TEXTE FOURNI
LA COVID 19 ET SES CONSÉQUENCES NÉFASTES SUR LES POPULATIONS CLÉS DANS LA RÉGION MENA
Entretien avec Roy Wakim, spécialiste en santé publique, qui a effectué l’étude sur les populations clés et la COVID-19 dans la région MENA pour le compte de la plateforme populations clés MENA hébergée par ITPC-MENA soutenue par le Fonds mondial au travers de l’Initiative stratégique Communauté, Droits et Genre.
- Dans quel contexte a émergé l’idée de conduire cette étude sur les populations clés et la Covid-19 ?
La région MENA a été particulièrement affectée par la COVID-19, en particulier l’Egypte mais également les pays du Maghreb et le Yémen. Un premier webinaire sur les populations clés et la COVID-19 a été organisé par la plateforme populations clés, et de là est née la volonté de conduire une étude plus approfondie. Nous avons par conséquent développé un questionnaire, qui poursuivait 2 objectifs :
- Mesurer l’impact de la COVID-19 sur les aspects socioéconomiques et l’accès aux soins et aux services des populations clés.

Données d'expressions référentielles
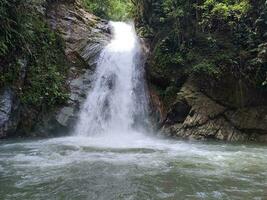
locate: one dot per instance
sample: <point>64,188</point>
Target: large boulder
<point>85,36</point>
<point>196,115</point>
<point>9,112</point>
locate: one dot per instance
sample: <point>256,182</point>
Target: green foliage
<point>110,9</point>
<point>25,35</point>
<point>206,68</point>
<point>208,37</point>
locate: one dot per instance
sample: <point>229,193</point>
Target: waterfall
<point>117,101</point>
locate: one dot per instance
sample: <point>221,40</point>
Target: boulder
<point>196,116</point>
<point>9,112</point>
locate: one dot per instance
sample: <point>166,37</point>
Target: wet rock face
<point>198,116</point>
<point>85,36</point>
<point>9,112</point>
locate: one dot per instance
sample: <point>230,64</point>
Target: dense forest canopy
<point>211,37</point>
<point>116,10</point>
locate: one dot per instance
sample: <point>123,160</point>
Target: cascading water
<point>117,101</point>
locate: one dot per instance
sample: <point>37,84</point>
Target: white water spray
<point>118,102</point>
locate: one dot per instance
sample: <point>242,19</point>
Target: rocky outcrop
<point>84,36</point>
<point>195,115</point>
<point>9,112</point>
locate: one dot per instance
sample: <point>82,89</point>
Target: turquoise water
<point>136,167</point>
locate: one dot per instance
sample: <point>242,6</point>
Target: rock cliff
<point>84,36</point>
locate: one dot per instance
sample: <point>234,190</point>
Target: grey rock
<point>9,112</point>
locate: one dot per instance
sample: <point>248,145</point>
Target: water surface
<point>130,167</point>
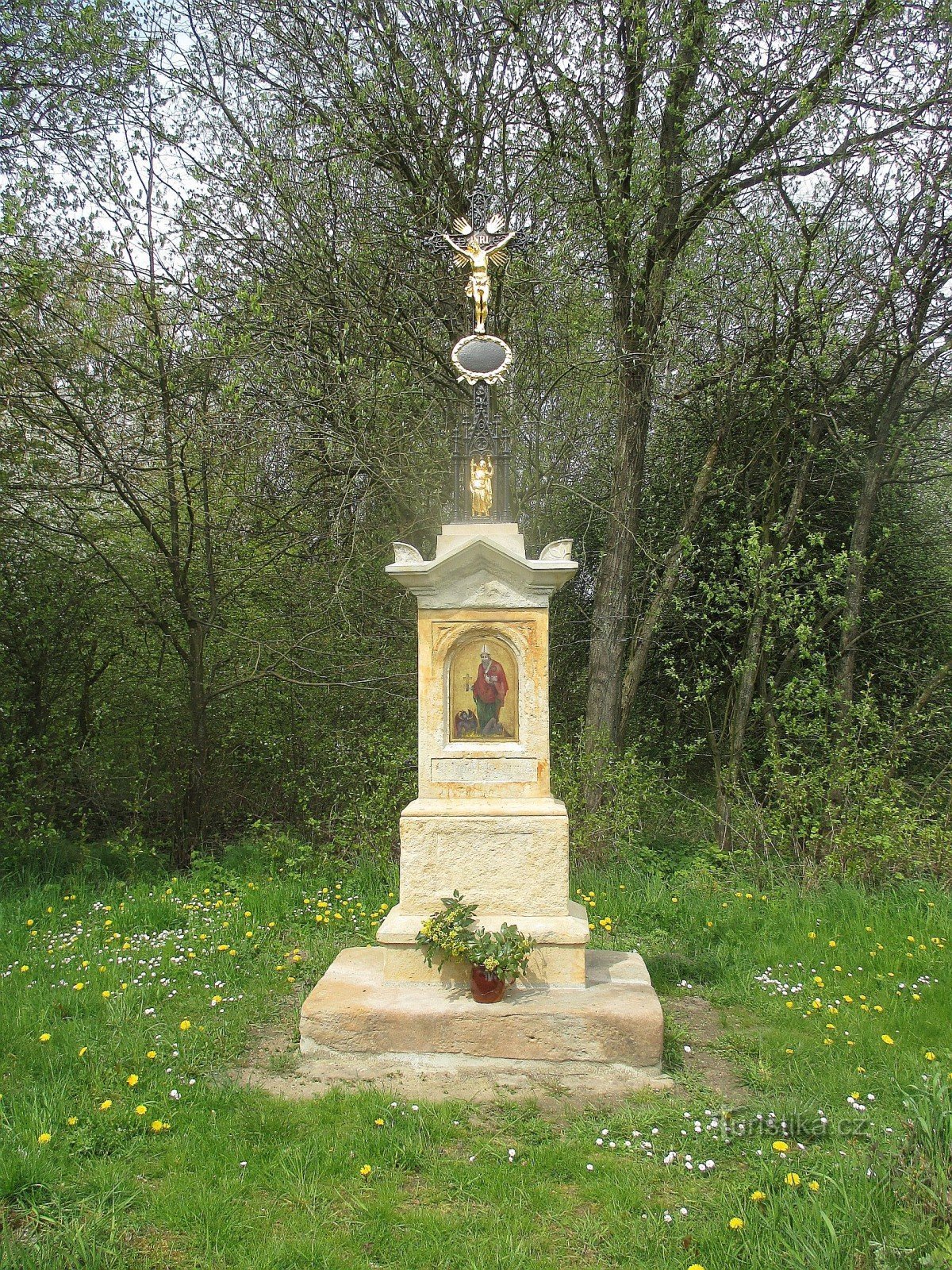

TÂCHES À RÉALISER
**A)** Recopiez le passage de l'entretien sur la COVID-19 dans la région MENA qui commence par les mots contenant « La région MENA a » et se termine par « des populations clés. ».
**B)** D'après l'entretien sur la COVID-19 dans la région MENA, quels pays ou groupes de pays ont été particulièrement touchés par la maladie ?
**C)** Écrivez la suite de l'entretien sur la COVID-19 et les populations clés dans la région MENA, après sa dernière phrase.

RÉPONSES AUX TÂCHES
**A)**
La région MENA a été particulièrement affectée par la COVID-19, en particulier l’Egypte mais également les pays du Maghreb et le Yémen. Un premier webinaire sur les populations clés et la COVID-19 a été organisé par la plateforme populations clés, et de là est née la volonté de conduire une étude plus approfondie. Nous avons par conséquent développé un questionnaire, qui poursuivait 2 objectifs :
- Mesurer l’impact de la COVID-19 sur les aspects socioéconomiques et l’accès aux soins et aux services des populations clés.

**B)** L'Egypte, les pays du Maghreb et le Yémen.

**C)**
- Mesurer l’impact psychologique du confinement car ce dernier a été largement mis en œuvre pour endiguer la propagation du virus.
Nous avons ensuite complété cette démarche de questionnaire en ligne par des entretiens semi-directifs avec 5 personnes qui représentent les tendances géographiques et culturelles au sein de la plateforme : Djibouti, Afghanistan Tunisie, Maroc, Egypte.
La plupart des participant-e-s au sondage sont des personnes qui travaillent avec et au service des populations clés : 77 % œuvrent avec la communauté LGBTQI, 72 % avec les personnes vivant avec le VIH (PVVIH), 53 % avec les jeunes, les femmes et les filles, 43 % avec les consommateurs de drogues et des migrant-e-s et 26 % avec des détenu-e-s. 34% sont des personnes vivant avec le VIH.
2. Quels sont les principaux enseignements de cette enquête ?
Les réponses nous fournissent des tendances et des pistes mais rien d’exhaustif, et il faut tenir compte du contexte : le questionnaire a été distribué au milieu de l’été, à la fin du confinement, dans une atmosphère moins tendue que les mois précédents. Si l’enquête avait été menée pendant la 1ère vague, ou maintenant qu’apparaît la 2ème vague, les résultats auraient certainement été différents, en particulier ceux qui concernent les effets du confinement sur la santé mentale.
Principaux résultats de l’enquête : (Source : rapport d’enquête sur l’impact de la COVID sur les populations clés dans la région MENA)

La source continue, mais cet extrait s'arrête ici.